• _EXERCISE INSTRUCTIONS_
Select every line in the items below that contains the string "building", and copy each one out.

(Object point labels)

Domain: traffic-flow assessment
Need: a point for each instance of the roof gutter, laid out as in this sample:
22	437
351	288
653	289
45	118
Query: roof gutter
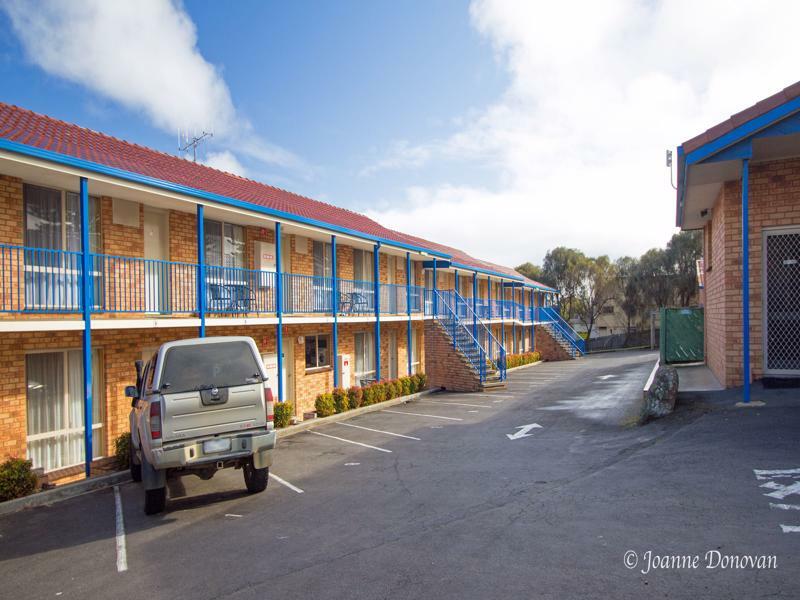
91	167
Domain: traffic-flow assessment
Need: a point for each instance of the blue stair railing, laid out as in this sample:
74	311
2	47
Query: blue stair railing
561	329
470	334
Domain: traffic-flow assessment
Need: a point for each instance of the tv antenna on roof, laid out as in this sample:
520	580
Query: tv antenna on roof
187	139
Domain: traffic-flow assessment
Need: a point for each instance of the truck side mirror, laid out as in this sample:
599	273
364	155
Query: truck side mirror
139	364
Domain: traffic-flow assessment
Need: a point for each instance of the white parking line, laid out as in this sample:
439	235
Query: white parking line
294	488
452	403
397	412
408	437
333	437
122	555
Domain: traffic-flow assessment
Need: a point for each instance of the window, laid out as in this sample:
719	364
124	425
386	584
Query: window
54	384
415	344
323	259
365	355
52	222
317	354
362	265
224	244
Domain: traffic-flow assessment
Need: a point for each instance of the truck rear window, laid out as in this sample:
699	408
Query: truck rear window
203	366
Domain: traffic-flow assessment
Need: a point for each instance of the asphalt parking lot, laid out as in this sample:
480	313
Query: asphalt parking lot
537	490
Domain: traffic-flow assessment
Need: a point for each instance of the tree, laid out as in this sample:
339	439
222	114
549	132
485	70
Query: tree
535	272
565	270
631	300
683	251
598	287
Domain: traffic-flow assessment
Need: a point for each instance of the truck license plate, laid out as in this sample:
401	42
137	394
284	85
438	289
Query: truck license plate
212	446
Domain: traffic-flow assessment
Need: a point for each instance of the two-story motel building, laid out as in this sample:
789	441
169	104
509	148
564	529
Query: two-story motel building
108	249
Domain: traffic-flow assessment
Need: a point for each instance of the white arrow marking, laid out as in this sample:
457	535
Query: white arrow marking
523	431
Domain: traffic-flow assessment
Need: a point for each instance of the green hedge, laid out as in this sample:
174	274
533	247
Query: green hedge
341	400
524	358
16	479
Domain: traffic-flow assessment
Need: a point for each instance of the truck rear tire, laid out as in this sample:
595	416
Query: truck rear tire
255	479
155	500
136	468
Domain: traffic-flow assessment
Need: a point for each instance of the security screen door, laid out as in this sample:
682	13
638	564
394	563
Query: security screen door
782	302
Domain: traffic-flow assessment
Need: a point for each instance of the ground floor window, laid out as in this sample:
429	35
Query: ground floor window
54	384
317	354
365	356
415	345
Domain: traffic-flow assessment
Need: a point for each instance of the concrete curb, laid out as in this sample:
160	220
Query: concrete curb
300	427
63	492
511	370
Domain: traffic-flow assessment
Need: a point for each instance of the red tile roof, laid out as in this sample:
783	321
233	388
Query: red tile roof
758	109
46	133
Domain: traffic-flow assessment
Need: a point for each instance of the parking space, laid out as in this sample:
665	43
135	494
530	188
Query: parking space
415	499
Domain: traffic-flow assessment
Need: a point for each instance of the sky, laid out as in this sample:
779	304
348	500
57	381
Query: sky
504	128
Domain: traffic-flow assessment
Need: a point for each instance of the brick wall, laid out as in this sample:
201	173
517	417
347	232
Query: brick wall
547	346
445	366
774	202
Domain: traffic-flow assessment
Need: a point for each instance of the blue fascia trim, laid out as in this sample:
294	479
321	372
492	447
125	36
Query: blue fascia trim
742	131
480	270
79	163
439	264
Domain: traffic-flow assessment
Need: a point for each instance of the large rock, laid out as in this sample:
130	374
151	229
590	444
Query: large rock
660	398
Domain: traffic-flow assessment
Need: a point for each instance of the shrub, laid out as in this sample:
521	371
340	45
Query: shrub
324	405
283	414
122	451
340	400
422	380
368	395
355	397
17	479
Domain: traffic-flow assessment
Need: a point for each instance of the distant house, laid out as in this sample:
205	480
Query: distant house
744	175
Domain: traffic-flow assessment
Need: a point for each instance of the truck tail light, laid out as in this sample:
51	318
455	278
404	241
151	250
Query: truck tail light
155	420
269	404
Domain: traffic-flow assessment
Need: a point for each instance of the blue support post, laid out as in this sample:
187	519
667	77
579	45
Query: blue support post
746	277
408	310
335	302
475	304
279	310
435	283
86	306
201	270
376	272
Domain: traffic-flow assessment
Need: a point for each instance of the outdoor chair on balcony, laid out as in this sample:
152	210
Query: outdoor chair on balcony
230	298
353	302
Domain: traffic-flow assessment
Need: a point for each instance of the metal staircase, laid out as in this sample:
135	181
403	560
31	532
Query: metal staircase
561	331
470	337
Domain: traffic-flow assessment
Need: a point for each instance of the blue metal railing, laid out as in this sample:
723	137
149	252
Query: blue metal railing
450	302
124	284
551	316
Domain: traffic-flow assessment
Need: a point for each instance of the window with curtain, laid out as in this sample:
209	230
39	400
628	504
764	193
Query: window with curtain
225	244
53	223
365	355
323	259
54	384
317	354
415	345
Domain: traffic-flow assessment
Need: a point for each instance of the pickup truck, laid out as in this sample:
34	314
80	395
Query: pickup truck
200	405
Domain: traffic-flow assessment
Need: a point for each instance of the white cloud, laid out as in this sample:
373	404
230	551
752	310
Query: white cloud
597	93
225	161
143	55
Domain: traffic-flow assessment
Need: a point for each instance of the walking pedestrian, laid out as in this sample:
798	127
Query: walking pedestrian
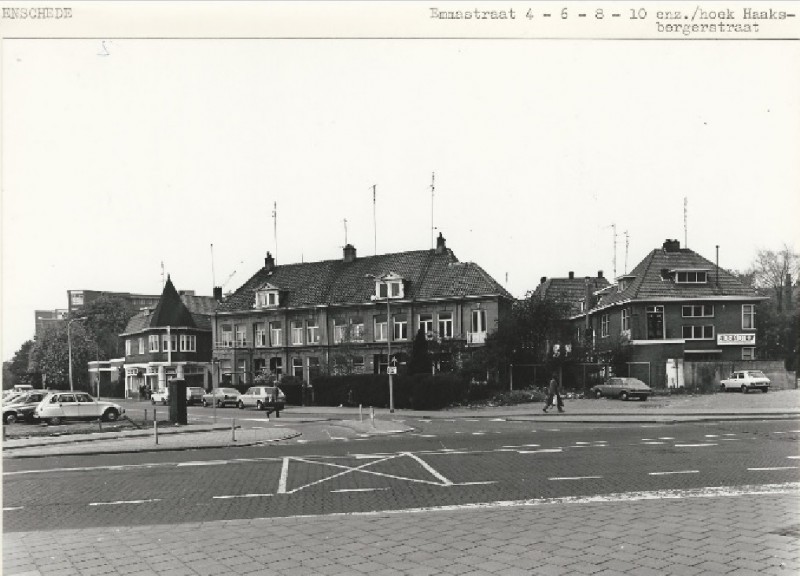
554	390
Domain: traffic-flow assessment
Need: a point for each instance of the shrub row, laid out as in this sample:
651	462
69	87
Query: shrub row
417	392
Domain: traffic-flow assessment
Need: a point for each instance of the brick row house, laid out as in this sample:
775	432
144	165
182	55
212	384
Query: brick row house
171	340
674	306
341	316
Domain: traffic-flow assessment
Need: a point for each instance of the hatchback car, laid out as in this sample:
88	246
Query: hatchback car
194	395
222	397
59	406
622	388
23	406
261	397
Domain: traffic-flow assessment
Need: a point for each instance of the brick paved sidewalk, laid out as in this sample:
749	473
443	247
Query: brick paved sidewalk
680	534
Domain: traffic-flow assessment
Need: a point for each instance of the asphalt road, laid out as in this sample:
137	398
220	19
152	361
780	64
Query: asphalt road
442	463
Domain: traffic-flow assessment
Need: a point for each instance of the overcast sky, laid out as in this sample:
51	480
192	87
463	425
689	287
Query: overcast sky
117	158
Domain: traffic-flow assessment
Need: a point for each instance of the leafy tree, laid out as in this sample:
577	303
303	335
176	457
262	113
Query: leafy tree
51	353
420	361
775	270
18	367
106	318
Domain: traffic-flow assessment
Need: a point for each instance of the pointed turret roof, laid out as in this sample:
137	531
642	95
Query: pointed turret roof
171	311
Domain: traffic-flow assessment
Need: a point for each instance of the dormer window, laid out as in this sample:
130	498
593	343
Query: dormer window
267	297
691	276
390	286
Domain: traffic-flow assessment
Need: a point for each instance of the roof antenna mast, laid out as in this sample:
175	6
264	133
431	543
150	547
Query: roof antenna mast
275	227
433	188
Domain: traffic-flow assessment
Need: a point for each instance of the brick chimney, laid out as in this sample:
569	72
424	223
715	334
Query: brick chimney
349	253
440	246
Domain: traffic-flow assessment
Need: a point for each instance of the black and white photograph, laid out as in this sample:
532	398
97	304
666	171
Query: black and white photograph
400	288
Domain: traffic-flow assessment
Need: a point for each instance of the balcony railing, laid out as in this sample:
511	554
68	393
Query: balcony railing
476	337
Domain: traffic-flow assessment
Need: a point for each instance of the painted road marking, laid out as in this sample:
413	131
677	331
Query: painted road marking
576	478
358	490
227	497
125	502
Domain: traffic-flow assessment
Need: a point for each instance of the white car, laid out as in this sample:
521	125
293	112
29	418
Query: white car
746	380
59	406
261	397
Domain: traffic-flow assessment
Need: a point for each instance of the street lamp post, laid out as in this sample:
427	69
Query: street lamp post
69	348
388	340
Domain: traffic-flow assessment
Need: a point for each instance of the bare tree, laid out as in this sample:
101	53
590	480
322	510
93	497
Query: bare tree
774	270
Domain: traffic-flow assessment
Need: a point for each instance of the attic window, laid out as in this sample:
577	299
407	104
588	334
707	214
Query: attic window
691	277
266	298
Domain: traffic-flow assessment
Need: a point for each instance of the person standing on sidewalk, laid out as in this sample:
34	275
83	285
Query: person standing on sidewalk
554	389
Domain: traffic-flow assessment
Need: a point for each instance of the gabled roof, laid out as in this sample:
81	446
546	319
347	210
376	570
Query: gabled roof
176	311
569	290
428	274
651	280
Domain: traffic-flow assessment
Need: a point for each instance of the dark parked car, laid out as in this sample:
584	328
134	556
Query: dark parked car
22	407
622	388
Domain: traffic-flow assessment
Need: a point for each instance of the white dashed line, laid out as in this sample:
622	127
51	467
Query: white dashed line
124	502
357	490
240	496
576	478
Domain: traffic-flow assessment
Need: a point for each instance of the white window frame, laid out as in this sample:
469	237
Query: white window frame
625	320
275	334
297	333
691	277
260	331
445	324
381	329
703	332
399	329
697	311
749	312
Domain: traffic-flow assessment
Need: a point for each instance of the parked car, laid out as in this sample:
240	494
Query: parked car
261	397
222	397
59	406
622	388
22	407
746	380
194	395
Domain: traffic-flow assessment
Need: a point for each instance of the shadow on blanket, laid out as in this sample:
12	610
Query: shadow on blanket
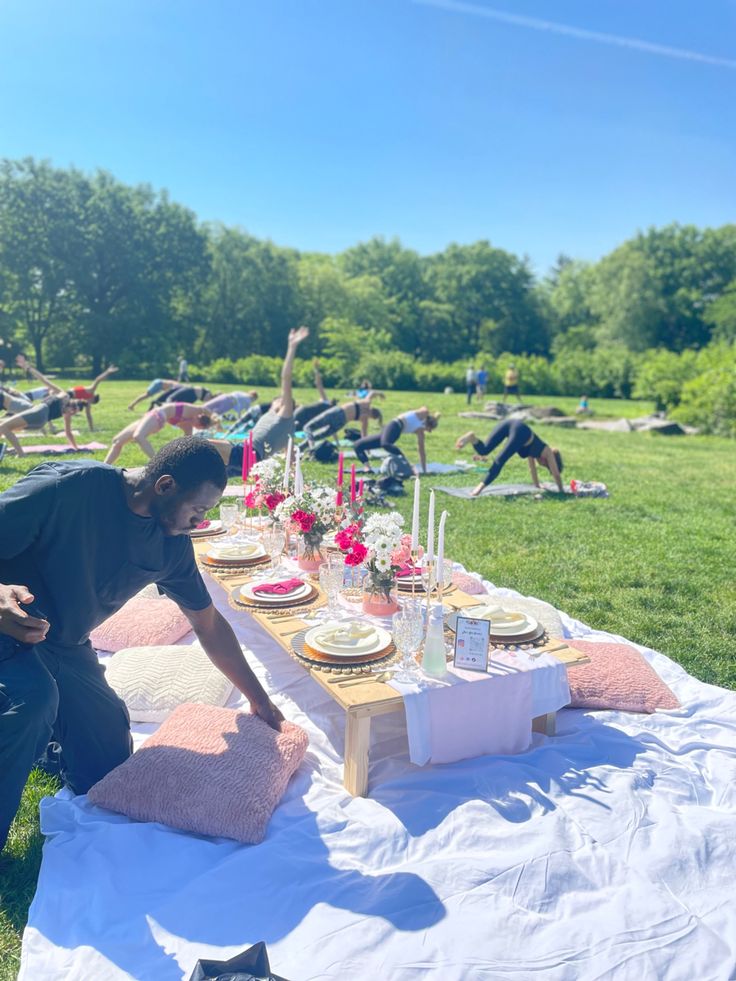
58	449
504	490
284	869
517	793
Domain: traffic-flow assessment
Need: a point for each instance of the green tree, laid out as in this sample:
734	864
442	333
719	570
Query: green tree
37	227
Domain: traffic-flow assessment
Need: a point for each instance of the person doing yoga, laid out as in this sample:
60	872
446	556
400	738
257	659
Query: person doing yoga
57	405
520	440
179	414
11	400
238	402
333	419
419	422
86	395
304	414
156	386
271	432
183	393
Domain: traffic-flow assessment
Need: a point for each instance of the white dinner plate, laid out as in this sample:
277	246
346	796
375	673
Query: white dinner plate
248	591
227	552
525	625
211	528
383	639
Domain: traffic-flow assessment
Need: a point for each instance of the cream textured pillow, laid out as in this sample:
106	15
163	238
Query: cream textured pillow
153	681
213	771
142	620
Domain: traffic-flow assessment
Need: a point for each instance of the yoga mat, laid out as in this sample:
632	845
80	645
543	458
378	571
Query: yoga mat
58	449
501	490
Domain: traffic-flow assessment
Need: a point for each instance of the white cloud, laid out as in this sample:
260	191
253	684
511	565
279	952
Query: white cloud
552	27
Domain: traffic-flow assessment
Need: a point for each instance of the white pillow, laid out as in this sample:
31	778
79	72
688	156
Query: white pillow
545	613
153	681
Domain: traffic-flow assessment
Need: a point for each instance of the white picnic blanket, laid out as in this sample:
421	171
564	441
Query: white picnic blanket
605	852
468	714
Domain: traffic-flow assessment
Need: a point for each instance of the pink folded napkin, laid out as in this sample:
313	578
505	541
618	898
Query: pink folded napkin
279	588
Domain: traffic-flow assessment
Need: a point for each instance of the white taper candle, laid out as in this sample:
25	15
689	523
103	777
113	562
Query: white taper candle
415	518
430	528
441	549
287	464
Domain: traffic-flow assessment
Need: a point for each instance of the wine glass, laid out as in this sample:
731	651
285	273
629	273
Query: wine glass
274	540
408	630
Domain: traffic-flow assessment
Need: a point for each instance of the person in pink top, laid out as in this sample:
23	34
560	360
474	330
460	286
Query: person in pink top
182	415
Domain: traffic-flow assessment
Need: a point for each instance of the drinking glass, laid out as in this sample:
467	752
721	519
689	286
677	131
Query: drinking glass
408	630
274	540
228	515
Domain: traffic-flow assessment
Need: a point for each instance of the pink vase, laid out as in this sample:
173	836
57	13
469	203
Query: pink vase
309	558
309	565
376	604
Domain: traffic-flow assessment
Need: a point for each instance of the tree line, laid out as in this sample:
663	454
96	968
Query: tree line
93	270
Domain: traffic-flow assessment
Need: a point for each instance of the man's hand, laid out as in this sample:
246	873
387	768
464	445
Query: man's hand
14	621
297	335
268	712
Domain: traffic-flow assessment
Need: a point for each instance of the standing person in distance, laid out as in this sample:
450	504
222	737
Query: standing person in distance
471	377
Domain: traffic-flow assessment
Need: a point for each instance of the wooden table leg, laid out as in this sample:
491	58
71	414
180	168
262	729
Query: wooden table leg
357	744
546	724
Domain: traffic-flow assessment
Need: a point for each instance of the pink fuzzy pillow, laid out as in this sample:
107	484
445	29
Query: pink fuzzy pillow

• _TASK RESPONSE_
Need: a point for each instance of the two-story motel building, laid out as in this sample:
Query: two-story motel building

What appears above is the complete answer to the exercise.